*TASK STATEMENT*
Rewrite only the stretch of lines below from the line containing "Study the image above and locate rusty" through the line containing "[0,78,392,265]", both included, keeping every line's wording but multiplying each bounding-box coordinate by 1.4 and rounding to whole numbers, with halves rounded up. Leave the pictures out.

*PROVIDED RECORDS*
<<<<

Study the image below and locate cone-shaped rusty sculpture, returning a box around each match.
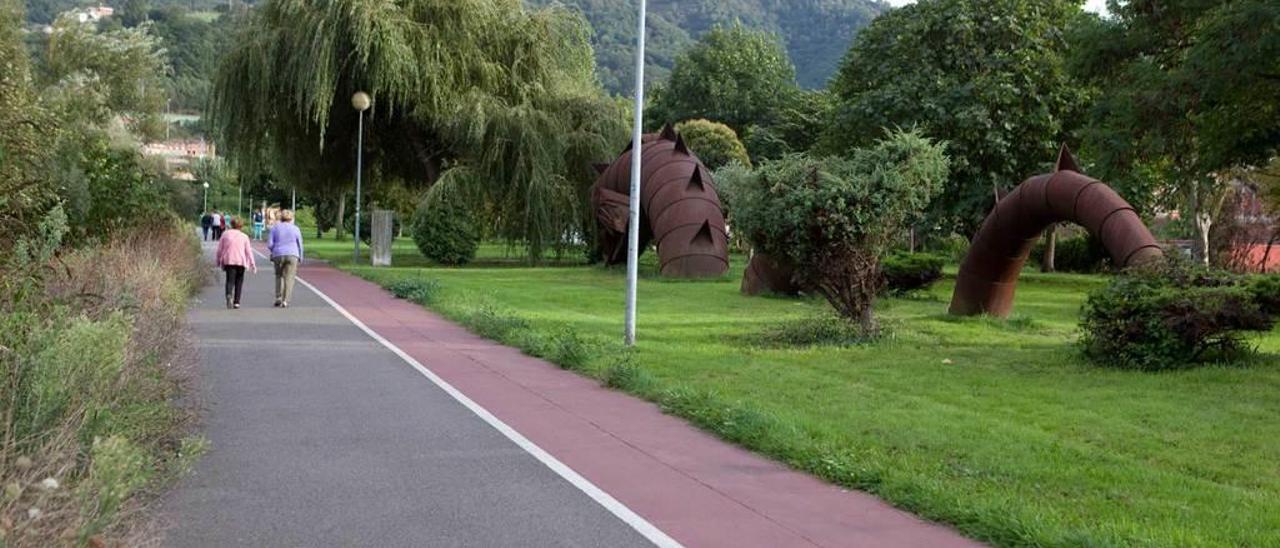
[951,145,1162,316]
[591,125,728,278]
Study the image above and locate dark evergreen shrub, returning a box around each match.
[411,196,480,265]
[1080,257,1275,370]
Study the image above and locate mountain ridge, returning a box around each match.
[525,0,890,95]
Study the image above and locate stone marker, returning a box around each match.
[369,209,396,266]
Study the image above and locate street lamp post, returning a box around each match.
[623,0,648,346]
[351,91,372,264]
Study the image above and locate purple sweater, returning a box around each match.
[266,222,302,260]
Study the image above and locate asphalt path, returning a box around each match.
[160,245,652,547]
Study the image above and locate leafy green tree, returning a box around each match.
[0,0,55,244]
[823,0,1085,236]
[151,6,243,111]
[745,90,835,160]
[648,26,796,133]
[410,196,480,266]
[41,15,168,138]
[212,0,626,257]
[722,132,947,333]
[1073,0,1280,261]
[676,119,751,170]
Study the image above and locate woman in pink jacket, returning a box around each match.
[216,219,257,309]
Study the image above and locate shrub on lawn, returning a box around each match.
[1030,234,1111,274]
[462,305,529,347]
[547,328,596,371]
[881,252,946,294]
[0,210,207,545]
[387,278,440,305]
[1080,257,1274,370]
[753,314,870,348]
[411,195,480,265]
[603,351,654,396]
[731,132,947,332]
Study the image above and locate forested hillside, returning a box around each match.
[526,0,888,93]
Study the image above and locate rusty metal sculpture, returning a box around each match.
[951,146,1164,316]
[591,125,728,278]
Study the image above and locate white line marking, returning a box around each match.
[253,250,682,548]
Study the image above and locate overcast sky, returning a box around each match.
[887,0,1107,13]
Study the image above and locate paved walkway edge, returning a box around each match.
[298,271,681,547]
[290,257,979,548]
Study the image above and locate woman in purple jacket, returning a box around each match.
[266,210,302,309]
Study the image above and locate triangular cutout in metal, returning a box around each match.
[686,168,707,192]
[676,136,692,156]
[690,220,716,247]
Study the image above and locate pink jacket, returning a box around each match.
[215,229,257,271]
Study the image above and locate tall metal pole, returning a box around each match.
[625,0,649,346]
[351,110,365,264]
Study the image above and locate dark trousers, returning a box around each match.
[223,265,244,305]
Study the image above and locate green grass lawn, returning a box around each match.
[302,236,1280,547]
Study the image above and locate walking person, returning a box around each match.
[200,211,214,242]
[216,219,257,309]
[253,210,266,239]
[266,210,302,309]
[209,209,223,241]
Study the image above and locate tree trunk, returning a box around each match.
[1258,229,1280,274]
[333,192,347,242]
[1196,211,1213,266]
[1041,224,1057,273]
[858,305,879,337]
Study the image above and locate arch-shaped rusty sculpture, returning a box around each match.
[591,125,728,278]
[951,146,1164,316]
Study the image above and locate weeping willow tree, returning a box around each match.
[211,0,626,259]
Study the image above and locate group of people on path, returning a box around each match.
[215,210,302,309]
[200,209,266,242]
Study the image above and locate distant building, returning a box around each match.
[72,5,115,23]
[142,138,218,181]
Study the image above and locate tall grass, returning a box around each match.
[0,220,207,547]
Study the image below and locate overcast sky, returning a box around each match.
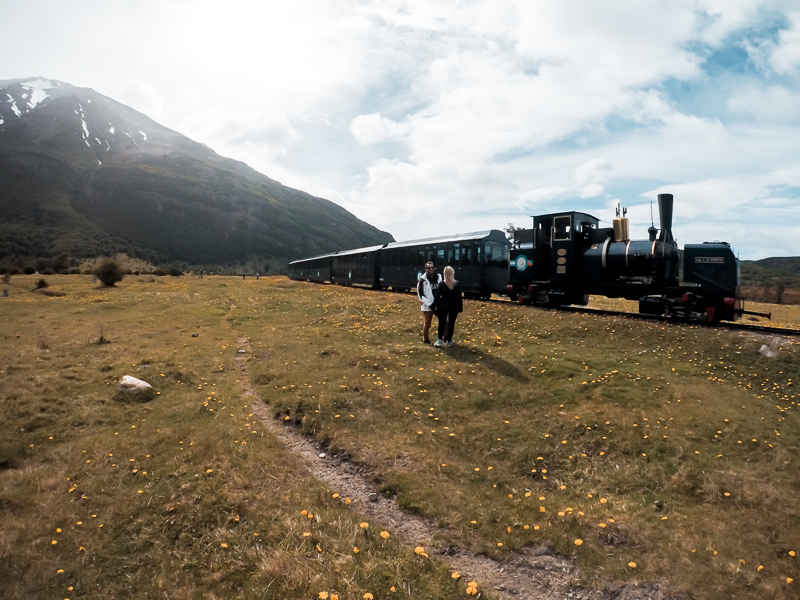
[0,0,800,259]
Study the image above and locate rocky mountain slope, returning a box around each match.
[0,78,392,265]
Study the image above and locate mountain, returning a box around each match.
[0,78,393,266]
[742,256,800,304]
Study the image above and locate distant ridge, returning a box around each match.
[0,77,393,266]
[742,256,800,304]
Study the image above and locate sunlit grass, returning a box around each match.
[0,277,800,598]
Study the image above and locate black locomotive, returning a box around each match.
[507,194,766,323]
[289,194,769,323]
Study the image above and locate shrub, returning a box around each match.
[94,258,124,287]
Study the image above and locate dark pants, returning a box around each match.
[436,310,458,342]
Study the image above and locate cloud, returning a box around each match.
[575,158,611,198]
[0,0,800,254]
[770,10,800,75]
[350,113,407,146]
[728,86,800,123]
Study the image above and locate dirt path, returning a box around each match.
[236,338,672,600]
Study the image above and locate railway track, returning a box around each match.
[295,280,800,336]
[552,300,800,336]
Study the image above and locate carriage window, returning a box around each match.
[486,242,506,266]
[461,245,474,265]
[553,217,571,242]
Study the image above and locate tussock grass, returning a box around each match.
[0,276,800,598]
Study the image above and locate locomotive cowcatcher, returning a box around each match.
[507,194,760,323]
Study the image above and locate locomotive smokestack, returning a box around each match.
[658,194,675,242]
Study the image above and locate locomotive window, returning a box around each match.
[553,217,571,242]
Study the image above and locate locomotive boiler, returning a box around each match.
[507,194,760,323]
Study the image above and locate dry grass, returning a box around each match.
[0,276,800,598]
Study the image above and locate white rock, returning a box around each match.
[117,375,155,401]
[759,344,778,358]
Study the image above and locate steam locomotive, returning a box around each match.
[506,194,768,323]
[289,194,768,323]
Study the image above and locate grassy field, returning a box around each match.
[0,276,800,600]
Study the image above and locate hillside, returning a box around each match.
[0,79,393,266]
[742,256,800,304]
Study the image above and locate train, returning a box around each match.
[288,194,769,324]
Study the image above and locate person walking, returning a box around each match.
[434,266,464,348]
[417,260,442,344]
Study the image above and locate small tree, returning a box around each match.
[94,258,124,287]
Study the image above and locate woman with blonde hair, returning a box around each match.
[434,266,464,347]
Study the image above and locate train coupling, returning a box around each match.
[737,309,772,319]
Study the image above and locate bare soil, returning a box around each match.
[235,337,686,600]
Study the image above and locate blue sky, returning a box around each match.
[0,0,800,259]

>>>>

*EXERCISE ANSWER*
Study the image above and locate rusty metal sculpture, returning a box around each match.
[1331,204,1630,442]
[827,175,1019,389]
Study the image above and locate white line marking, returning a box around each match.
[354,350,955,767]
Study the image above and locate overcast sky, returning a box around each match.
[1242,0,1550,18]
Study the image above and locate paved walkway edge, returning a box around each match.
[417,379,953,766]
[406,360,1371,767]
Study the image above and locate woman in purple jacket, returning a box around each match.
[372,294,423,433]
Study the image above and locate triangular cutout in metal, returning a box around each match.
[960,235,990,269]
[946,190,969,218]
[966,308,1002,346]
Study the image above and locate pink jacket, returning a box around each match.
[301,321,360,379]
Study the image above and locate tall metal pole, returning a box around each match.
[875,0,909,484]
[491,154,511,370]
Study the image above and locate dark trousers, returning a box around each match.
[312,371,342,427]
Study the image above and locate green grass lawn, returning a box around each match.
[423,330,1792,766]
Study the image above and locate walking person, returning a box around each match.
[280,295,300,339]
[302,307,360,433]
[354,294,372,335]
[372,294,423,433]
[293,293,312,337]
Study the image above and locate tree trunk, returning a box around each match.
[1761,321,1792,384]
[466,269,486,339]
[1674,295,1698,372]
[1457,314,1480,382]
[1201,427,1231,472]
Study the image above and locate arch-shaped rusty sculpture, returning a box around each match.
[827,175,1019,389]
[1331,204,1630,442]
Study the image above and locate weeping willow tree, returning a box around each match.
[295,0,876,363]
Study the image above and locate group of people on path, returning a box around each match.
[301,294,423,433]
[280,293,372,339]
Study the image above and locate distant building, returning a box around each match.
[101,7,161,32]
[199,193,305,253]
Study the image above and locate tall grass, returning a box around each match.
[0,308,290,766]
Study the image below and locate overcast sky, returning a box around each match.
[0,0,1120,363]
Study the image above and locate rocky mountain slope, returning a box around each match.
[0,109,549,371]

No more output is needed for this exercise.